## Lines of data
start
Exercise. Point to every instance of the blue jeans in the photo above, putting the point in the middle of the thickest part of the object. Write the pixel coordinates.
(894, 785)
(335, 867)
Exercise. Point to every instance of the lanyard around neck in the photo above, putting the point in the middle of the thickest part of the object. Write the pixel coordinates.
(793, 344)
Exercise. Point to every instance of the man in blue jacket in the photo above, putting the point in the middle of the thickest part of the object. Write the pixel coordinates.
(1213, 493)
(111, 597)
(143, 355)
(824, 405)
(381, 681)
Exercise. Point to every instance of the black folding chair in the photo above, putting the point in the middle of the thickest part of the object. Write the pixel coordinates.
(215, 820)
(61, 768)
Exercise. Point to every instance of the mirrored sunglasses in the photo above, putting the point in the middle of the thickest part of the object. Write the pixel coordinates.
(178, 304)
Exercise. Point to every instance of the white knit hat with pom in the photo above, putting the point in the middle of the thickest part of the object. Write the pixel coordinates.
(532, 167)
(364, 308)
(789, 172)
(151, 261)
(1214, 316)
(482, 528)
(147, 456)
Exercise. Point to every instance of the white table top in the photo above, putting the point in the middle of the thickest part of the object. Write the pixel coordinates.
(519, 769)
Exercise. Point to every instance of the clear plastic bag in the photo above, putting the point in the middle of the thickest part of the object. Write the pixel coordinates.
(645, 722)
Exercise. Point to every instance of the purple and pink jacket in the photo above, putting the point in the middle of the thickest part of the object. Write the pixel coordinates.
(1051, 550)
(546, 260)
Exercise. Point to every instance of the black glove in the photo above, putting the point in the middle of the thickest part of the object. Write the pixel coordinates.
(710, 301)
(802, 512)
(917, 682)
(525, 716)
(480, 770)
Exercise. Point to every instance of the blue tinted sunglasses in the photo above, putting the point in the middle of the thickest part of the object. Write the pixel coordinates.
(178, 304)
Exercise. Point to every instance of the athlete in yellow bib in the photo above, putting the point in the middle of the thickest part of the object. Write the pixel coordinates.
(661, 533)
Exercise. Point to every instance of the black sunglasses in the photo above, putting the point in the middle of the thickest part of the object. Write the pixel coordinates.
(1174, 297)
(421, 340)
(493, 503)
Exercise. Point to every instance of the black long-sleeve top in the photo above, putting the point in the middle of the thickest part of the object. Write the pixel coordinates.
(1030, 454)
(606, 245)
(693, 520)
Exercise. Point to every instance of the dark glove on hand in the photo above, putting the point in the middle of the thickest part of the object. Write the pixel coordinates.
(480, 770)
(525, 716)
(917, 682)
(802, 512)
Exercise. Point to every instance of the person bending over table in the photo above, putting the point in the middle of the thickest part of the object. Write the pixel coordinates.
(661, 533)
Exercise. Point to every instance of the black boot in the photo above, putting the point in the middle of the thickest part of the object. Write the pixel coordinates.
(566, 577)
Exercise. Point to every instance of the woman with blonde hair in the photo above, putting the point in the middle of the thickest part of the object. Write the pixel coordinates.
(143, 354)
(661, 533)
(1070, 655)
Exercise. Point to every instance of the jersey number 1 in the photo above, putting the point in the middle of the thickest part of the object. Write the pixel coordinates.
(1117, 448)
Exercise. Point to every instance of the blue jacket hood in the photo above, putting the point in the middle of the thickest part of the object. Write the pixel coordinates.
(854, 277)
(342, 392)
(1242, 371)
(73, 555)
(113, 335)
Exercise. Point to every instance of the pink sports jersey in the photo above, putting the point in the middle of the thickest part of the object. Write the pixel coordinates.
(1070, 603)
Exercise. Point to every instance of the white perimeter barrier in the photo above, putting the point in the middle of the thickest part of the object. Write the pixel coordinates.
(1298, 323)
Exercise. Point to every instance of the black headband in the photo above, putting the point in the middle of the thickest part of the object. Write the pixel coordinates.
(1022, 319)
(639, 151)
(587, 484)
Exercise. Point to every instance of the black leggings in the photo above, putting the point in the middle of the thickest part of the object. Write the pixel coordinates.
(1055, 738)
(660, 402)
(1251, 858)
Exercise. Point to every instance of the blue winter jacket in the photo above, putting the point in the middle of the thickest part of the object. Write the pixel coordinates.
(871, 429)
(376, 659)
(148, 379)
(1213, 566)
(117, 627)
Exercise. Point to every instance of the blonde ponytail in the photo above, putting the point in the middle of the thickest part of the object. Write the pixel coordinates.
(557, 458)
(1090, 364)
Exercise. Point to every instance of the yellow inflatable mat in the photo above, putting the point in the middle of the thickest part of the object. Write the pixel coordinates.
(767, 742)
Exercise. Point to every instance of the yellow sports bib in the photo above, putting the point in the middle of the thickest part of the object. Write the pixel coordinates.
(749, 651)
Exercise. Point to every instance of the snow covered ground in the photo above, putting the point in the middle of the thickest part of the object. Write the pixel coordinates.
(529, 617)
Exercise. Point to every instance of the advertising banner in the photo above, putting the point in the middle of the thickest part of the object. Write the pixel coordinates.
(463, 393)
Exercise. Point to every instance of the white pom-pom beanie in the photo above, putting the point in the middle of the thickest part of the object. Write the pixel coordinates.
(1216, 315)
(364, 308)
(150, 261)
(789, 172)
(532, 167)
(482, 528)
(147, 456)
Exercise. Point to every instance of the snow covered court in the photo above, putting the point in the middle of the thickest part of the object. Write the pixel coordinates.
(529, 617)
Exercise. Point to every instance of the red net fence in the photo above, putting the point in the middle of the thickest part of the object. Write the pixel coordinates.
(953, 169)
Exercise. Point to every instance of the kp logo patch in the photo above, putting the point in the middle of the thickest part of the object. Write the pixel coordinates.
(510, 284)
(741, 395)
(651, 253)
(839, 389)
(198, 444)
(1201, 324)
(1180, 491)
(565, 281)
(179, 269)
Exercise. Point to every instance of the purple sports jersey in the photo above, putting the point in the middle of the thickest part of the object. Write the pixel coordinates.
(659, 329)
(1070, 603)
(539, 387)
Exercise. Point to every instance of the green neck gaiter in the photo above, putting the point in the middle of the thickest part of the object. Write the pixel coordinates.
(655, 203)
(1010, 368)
end
## Stated problem
Rescale everything from the line containing "Exercise. Point to every instance of the kp" down to the end of the data, both ends included. Rewrite each line, requests too, multiplying every pixel coordinate in the answers by 0.35 and rounding to whole numbers, with halves rounded up.

## Exercise response
Exercise. Point to every instance of the kp logo patch in the photo above, putting the point in the middle of the thickest part of the object. Write the pixel coordinates.
(179, 99)
(259, 138)
(228, 89)
(294, 136)
(69, 155)
(420, 113)
(413, 172)
(198, 98)
(63, 94)
Exercise. Point to every instance of the purple sports jersey in the photo above, putting the point in the middle of the thickest part of the object. Write the pixel coordinates.
(231, 115)
(375, 211)
(189, 135)
Exercise. Point to every instance of the green neck gaiter in the photo above, putting the point in the middle of the thickest part of the object. Write the pixel coordinates.
(229, 71)
(354, 129)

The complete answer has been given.